## GOAL
Can you render the lines below as a Markdown table with the columns Number and Content, one row per line, skipping blank lines and leaving the pictures out?

## RECORDS PROVIDED
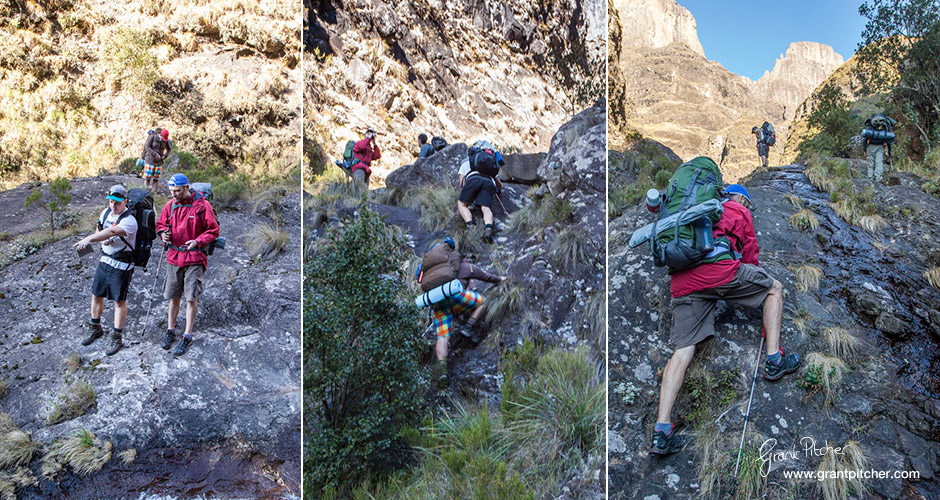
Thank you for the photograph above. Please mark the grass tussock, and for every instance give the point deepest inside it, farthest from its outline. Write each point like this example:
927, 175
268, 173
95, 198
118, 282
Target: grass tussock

## COMPLETE ANSWER
| Number | Content |
|---|---|
| 1 | Thank you for the photograph above. Please mark the grass tussock, and for every instance give the point deepest inside it, farthest from its outline. Write each point like this example: |
| 2 | 927, 175 |
| 3 | 268, 173 |
| 4 | 95, 198 |
| 5 | 118, 282 |
| 6 | Target: grass tussock |